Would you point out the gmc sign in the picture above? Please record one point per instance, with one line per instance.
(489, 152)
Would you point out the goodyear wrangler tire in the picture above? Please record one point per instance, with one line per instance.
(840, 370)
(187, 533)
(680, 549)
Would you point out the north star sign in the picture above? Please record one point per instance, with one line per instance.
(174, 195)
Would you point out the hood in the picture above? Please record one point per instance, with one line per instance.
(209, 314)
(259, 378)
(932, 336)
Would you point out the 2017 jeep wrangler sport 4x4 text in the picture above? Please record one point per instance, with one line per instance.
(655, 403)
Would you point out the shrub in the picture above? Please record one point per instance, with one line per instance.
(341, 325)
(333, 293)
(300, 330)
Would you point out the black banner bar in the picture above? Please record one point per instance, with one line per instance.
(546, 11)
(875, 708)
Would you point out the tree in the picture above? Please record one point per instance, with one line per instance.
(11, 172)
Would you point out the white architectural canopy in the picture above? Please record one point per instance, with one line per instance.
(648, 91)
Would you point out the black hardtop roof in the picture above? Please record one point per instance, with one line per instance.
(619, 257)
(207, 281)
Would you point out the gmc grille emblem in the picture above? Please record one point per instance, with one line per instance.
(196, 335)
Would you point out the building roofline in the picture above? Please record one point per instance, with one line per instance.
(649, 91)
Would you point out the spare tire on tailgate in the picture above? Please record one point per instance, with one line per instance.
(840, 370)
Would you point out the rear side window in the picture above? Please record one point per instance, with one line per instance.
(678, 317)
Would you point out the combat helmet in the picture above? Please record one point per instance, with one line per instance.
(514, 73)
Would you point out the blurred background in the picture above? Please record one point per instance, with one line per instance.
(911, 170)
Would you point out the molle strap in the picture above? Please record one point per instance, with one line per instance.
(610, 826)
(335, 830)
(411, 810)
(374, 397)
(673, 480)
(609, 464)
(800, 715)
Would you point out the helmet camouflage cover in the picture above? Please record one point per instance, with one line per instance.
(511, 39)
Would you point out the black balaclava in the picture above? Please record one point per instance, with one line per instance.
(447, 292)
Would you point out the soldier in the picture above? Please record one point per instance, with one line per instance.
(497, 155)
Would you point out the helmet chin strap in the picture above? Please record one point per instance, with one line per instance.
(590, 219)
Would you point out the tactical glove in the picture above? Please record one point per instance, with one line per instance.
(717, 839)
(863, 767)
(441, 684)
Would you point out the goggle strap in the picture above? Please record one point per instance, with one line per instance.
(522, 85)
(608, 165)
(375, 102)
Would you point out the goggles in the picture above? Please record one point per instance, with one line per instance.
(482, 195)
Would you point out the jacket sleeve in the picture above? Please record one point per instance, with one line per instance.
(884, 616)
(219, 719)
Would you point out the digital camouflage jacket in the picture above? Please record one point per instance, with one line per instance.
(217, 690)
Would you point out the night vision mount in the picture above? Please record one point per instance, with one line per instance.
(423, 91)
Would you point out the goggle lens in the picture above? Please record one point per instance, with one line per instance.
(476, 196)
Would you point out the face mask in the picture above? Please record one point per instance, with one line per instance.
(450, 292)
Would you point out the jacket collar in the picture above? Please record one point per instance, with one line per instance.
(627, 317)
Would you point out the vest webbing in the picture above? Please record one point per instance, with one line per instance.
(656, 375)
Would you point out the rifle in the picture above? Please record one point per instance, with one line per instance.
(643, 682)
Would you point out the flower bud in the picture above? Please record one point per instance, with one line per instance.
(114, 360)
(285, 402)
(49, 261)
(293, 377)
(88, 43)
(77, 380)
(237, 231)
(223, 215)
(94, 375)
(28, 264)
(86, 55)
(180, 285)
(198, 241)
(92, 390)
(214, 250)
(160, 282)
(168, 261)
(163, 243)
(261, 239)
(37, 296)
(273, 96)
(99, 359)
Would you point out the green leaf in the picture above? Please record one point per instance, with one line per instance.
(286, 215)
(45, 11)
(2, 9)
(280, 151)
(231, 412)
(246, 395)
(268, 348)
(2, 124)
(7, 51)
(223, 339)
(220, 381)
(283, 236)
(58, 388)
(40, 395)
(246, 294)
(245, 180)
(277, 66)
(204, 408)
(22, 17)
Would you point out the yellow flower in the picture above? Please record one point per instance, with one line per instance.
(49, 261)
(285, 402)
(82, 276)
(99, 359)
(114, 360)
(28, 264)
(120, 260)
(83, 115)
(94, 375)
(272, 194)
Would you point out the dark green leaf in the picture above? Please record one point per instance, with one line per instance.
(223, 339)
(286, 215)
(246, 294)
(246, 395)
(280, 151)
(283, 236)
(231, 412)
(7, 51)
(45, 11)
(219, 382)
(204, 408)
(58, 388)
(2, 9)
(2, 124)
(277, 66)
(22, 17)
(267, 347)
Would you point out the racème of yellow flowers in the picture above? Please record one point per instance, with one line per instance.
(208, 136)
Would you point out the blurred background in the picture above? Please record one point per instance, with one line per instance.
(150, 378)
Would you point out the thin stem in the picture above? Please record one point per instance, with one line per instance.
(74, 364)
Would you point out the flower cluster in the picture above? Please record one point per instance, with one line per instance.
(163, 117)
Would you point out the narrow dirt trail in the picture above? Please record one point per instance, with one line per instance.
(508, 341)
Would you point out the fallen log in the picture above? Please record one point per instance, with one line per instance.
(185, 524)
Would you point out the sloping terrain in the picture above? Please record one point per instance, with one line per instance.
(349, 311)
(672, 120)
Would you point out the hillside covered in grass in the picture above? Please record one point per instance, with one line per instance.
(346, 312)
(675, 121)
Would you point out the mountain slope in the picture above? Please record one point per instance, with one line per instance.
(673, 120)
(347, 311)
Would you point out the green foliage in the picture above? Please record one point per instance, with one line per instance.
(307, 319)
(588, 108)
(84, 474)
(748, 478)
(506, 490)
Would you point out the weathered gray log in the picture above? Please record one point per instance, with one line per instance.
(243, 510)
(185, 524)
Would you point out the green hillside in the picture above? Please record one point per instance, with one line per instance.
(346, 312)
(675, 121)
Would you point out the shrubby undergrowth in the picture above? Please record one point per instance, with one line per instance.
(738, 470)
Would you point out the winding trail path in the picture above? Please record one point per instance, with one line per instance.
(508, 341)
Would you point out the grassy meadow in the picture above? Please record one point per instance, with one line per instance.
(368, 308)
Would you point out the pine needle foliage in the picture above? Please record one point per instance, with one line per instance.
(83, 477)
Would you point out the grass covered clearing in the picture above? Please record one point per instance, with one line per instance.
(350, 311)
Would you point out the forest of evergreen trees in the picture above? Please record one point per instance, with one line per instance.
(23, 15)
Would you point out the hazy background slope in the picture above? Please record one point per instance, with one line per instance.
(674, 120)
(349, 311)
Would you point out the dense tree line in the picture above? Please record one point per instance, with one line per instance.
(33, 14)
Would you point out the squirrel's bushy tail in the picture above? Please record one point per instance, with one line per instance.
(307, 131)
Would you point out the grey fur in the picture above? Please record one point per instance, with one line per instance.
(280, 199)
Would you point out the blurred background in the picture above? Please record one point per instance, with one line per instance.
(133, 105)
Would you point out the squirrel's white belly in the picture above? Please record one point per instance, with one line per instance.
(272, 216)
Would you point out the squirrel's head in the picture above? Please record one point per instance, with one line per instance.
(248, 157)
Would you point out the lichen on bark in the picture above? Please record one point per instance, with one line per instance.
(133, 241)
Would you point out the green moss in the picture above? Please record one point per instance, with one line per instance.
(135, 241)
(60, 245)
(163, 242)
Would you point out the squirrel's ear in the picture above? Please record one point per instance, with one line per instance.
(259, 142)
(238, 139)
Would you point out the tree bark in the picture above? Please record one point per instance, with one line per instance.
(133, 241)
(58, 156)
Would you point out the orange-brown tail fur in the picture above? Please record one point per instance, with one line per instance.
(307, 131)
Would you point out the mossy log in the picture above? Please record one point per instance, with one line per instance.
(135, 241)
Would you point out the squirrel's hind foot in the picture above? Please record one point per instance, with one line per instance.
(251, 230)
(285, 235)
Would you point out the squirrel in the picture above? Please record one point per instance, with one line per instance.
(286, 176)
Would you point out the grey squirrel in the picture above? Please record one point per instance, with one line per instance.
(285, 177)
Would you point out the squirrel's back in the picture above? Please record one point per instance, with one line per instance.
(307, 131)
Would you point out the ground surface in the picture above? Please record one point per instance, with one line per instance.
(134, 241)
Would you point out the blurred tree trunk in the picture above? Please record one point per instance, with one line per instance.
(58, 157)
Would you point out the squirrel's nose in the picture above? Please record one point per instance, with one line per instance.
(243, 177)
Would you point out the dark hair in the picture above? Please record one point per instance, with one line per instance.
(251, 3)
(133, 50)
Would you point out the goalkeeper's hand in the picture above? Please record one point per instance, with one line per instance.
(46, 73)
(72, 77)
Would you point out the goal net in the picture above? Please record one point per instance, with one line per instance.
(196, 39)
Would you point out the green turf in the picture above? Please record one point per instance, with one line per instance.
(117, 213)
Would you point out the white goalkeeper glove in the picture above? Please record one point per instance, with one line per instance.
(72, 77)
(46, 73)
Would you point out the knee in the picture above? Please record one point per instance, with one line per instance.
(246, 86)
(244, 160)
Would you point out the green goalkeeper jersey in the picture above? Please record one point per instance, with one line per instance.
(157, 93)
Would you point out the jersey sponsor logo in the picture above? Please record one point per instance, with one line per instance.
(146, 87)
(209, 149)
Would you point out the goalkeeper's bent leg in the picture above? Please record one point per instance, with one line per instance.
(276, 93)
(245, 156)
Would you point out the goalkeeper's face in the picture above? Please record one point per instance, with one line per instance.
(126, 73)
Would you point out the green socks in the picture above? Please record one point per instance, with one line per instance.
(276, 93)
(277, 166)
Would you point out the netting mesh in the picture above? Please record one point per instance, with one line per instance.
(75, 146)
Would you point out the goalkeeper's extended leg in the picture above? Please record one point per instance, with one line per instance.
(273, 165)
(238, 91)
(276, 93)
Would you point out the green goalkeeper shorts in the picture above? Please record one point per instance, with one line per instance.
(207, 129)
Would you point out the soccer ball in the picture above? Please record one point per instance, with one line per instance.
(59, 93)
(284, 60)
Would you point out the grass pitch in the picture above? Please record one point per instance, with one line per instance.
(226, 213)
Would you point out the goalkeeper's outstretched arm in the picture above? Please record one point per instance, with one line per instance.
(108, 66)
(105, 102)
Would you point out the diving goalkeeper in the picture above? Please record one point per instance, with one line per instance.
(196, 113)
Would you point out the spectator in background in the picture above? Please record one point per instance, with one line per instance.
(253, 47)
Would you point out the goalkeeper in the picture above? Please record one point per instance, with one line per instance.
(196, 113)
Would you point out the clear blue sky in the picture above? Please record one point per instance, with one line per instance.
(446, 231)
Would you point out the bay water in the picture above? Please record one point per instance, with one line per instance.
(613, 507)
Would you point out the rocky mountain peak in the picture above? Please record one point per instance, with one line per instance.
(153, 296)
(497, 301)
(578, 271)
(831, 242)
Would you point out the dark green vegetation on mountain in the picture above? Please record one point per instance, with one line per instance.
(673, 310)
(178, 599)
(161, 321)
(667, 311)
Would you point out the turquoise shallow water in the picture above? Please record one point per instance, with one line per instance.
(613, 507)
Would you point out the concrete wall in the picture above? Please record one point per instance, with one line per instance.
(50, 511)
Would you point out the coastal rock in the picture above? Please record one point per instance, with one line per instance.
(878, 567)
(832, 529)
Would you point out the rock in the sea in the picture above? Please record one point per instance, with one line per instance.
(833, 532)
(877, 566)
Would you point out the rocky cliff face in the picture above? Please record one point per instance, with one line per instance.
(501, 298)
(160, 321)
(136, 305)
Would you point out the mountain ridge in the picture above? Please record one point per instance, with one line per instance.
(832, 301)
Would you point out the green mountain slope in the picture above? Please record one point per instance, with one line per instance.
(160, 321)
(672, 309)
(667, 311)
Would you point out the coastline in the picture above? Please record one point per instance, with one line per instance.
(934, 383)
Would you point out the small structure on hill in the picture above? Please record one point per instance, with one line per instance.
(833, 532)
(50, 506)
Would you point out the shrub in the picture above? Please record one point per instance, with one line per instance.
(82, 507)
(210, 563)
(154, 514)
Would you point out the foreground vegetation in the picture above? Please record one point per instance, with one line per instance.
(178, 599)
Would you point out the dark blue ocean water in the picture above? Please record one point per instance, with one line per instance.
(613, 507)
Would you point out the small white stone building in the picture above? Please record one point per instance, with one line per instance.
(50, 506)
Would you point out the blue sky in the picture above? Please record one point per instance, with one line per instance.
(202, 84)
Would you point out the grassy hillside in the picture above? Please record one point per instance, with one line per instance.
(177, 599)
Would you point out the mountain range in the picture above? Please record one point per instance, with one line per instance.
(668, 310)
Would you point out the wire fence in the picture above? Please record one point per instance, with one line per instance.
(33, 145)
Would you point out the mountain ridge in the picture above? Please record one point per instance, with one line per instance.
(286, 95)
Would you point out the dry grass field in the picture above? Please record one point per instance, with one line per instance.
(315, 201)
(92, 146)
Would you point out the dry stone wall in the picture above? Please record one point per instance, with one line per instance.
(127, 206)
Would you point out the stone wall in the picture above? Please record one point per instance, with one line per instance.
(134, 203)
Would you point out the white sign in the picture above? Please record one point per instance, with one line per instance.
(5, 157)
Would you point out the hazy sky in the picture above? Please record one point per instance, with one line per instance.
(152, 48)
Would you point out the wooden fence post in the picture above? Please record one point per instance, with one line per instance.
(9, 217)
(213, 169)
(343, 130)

**Task statement**
Write out, word for word, every line from the one containing "Would you point out the dry grass" through the last line of the records above.

**Completed exercise**
Would you point out the dry grass field in the picture above? Please record one point per instance, with one line per instance.
(315, 201)
(92, 146)
Would you point out the dry stone wall in the picture above? Please record one point per instance, with one line per instance.
(127, 206)
Would you point out the stone wall in the picture above? Please record one point per instance, with one line per instance.
(134, 203)
Would you point out the white sign in the picture above? Please record one point per instance, with one line per instance.
(5, 157)
Would you point out the hazy sky in the picture above? Please record one point per instance, with one line per instance.
(152, 48)
Would you point out the wooden fence post in the picture above? Please record one point per instance, with one line per instance.
(9, 217)
(213, 169)
(343, 130)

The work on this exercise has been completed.